**SHORT EXERCISE:** Retype each of the following lines word for word, with nothing changed, added, or left out.

[Start]

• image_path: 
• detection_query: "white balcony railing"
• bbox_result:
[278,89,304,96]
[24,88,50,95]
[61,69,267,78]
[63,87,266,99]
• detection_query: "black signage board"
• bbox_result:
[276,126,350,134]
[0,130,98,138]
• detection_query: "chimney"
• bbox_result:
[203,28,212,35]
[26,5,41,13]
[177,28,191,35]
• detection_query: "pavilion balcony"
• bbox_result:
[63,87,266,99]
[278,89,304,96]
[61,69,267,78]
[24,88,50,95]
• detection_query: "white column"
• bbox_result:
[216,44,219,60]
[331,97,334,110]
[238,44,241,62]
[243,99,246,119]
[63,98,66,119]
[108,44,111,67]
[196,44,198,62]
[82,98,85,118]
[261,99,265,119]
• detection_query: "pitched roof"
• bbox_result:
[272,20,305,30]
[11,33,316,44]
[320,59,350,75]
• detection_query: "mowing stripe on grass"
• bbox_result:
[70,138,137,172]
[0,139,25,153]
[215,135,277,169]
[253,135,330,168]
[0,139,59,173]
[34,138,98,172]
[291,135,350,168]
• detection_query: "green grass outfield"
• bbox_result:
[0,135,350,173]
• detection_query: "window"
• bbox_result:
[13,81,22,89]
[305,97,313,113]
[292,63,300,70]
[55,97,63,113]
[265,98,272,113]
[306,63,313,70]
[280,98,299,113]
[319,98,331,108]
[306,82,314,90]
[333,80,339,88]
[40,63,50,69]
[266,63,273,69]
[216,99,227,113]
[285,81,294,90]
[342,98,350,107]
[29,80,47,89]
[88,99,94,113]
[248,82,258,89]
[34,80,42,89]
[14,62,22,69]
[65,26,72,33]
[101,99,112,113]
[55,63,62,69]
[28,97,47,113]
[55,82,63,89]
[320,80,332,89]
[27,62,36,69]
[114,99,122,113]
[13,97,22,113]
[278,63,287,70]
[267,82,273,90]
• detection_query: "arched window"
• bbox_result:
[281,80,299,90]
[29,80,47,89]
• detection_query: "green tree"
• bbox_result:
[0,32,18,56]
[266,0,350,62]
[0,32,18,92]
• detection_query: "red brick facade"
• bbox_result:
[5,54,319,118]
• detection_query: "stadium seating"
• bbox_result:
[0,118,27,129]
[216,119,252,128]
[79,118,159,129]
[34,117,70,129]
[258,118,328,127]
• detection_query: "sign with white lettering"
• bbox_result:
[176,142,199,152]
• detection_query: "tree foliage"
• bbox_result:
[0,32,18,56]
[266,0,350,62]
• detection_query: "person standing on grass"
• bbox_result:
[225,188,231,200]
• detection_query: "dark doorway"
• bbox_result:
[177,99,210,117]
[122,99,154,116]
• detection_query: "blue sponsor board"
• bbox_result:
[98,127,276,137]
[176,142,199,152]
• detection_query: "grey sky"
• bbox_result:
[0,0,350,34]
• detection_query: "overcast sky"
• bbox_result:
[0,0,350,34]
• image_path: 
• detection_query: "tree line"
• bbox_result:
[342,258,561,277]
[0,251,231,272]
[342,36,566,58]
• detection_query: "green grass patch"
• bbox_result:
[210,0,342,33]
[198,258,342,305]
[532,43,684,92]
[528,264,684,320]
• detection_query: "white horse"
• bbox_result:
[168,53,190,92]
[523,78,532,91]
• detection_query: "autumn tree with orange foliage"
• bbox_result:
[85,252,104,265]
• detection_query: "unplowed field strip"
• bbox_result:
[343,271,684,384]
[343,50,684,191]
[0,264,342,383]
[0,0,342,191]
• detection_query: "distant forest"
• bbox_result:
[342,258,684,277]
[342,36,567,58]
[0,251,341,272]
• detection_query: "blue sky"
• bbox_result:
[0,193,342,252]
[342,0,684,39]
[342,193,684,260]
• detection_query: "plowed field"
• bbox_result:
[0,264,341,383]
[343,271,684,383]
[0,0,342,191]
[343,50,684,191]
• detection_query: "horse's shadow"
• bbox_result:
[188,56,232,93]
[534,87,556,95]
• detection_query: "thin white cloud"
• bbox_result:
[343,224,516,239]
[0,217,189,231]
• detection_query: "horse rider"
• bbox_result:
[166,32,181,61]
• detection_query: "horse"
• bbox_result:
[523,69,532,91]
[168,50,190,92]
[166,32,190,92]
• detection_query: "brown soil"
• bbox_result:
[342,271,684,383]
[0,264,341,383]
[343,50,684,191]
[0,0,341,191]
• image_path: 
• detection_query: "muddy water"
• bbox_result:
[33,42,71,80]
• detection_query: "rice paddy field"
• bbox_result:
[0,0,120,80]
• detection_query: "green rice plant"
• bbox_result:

[End]

**WRITTEN REPLY:**
• image_path: 
• detection_query: "white balcony railing"
• bbox_result:
[278,89,304,96]
[24,88,50,95]
[61,69,267,78]
[63,87,266,99]
• detection_query: "black signage board"
• bbox_result:
[276,126,350,134]
[0,130,98,138]
• detection_query: "chimney"
• bbox_result:
[203,28,212,35]
[26,5,41,13]
[177,28,191,35]
• detection_query: "pavilion balcony"
• bbox_result:
[63,87,266,99]
[278,89,304,96]
[61,69,267,78]
[24,88,50,95]
• detection_query: "white column"
• bbox_result:
[216,44,219,60]
[331,97,334,110]
[238,44,241,62]
[243,99,246,119]
[63,98,66,119]
[108,44,111,67]
[196,44,198,62]
[82,98,85,118]
[261,99,265,119]
• detection_query: "pitched roof"
• bbox_result:
[272,20,305,30]
[11,33,316,44]
[320,59,350,75]
• detection_query: "mowing stripe on grass"
• bbox_result:
[70,138,137,172]
[0,139,25,153]
[215,135,277,169]
[253,135,330,168]
[0,139,59,173]
[34,138,98,172]
[291,135,350,168]
• detection_query: "green grass outfield"
• bbox_result:
[0,135,350,173]
• detection_query: "window"
• bbox_result:
[13,81,22,89]
[305,97,313,113]
[292,63,300,70]
[55,97,63,113]
[265,98,272,113]
[306,63,313,70]
[280,98,299,113]
[319,98,331,108]
[306,82,314,90]
[333,80,339,88]
[40,63,50,69]
[266,63,273,69]
[216,99,227,113]
[285,81,294,90]
[342,98,350,107]
[29,80,47,89]
[88,99,94,113]
[248,82,258,89]
[34,80,42,89]
[14,62,22,69]
[65,26,72,33]
[101,99,112,113]
[55,63,62,69]
[28,97,47,113]
[55,82,63,89]
[320,80,332,89]
[27,62,36,69]
[114,99,122,113]
[13,97,22,113]
[278,63,287,70]
[267,82,273,90]
• detection_query: "arched window"
• bbox_result:
[281,80,299,90]
[29,80,47,89]
• detection_query: "green tree"
• bbox_result:
[0,32,18,56]
[266,0,350,62]
[0,32,18,92]
• detection_query: "red brick facade"
• bbox_result:
[5,54,319,118]
• detection_query: "stadium seating"
• bbox_result:
[0,118,27,129]
[216,119,252,128]
[79,118,159,129]
[34,117,70,129]
[258,118,328,127]
• detection_query: "sign with white lettering"
• bbox_result:
[176,142,199,152]
• detection_query: "tree foliage"
• bbox_result:
[0,32,18,56]
[266,0,350,62]
• detection_query: "person standing on grass"
• bbox_result:
[225,188,231,200]
• detection_query: "dark doorway"
• bbox_result:
[177,99,210,117]
[122,99,154,116]
• detection_query: "blue sponsor board"
• bbox_result:
[98,127,276,137]
[176,142,199,152]
• detection_query: "grey sky"
• bbox_result:
[0,0,350,34]
• detection_query: "overcast sky"
• bbox_result:
[0,0,350,34]
• image_path: 
• detection_query: "tree line"
• bbox_result:
[342,258,561,277]
[0,251,231,272]
[342,36,566,58]
• detection_query: "green grass patch"
• bbox_result:
[210,0,342,33]
[198,258,342,305]
[532,43,684,92]
[528,264,684,320]
• detection_query: "white horse"
• bbox_result:
[168,53,190,92]
[523,78,532,91]
• detection_query: "autumn tree with orange foliage"
• bbox_result:
[85,252,104,265]
• detection_query: "unplowed field strip"
• bbox_result:
[343,271,684,384]
[343,50,684,191]
[0,264,342,383]
[0,0,342,191]
• detection_query: "distant forest"
• bbox_result:
[342,258,684,277]
[342,36,567,58]
[0,251,341,272]
• detection_query: "blue sky"
• bbox_result:
[0,193,342,252]
[342,0,684,39]
[342,193,684,260]
• detection_query: "plowed field"
• bbox_result:
[0,264,341,383]
[343,271,684,383]
[0,0,342,191]
[343,50,684,191]
• detection_query: "horse's shadow"
• bbox_result:
[188,56,232,93]
[534,87,556,95]
• detection_query: "thin white cloud"
• bbox_result:
[343,224,516,239]
[0,217,189,231]
• detection_query: "horse rider"
• bbox_result:
[166,32,181,61]
• detection_query: "horse"
• bbox_result:
[523,69,532,91]
[168,50,190,92]
[166,32,190,92]
• detection_query: "brown soil"
• bbox_result:
[342,271,684,383]
[0,264,341,383]
[343,50,684,191]
[0,0,341,191]
• image_path: 
• detection_query: "muddy water"
• bbox_result:
[33,42,71,80]
• detection_query: "rice paddy field"
• bbox_result:
[0,0,120,80]
• detection_query: "green rice plant"
• bbox_result:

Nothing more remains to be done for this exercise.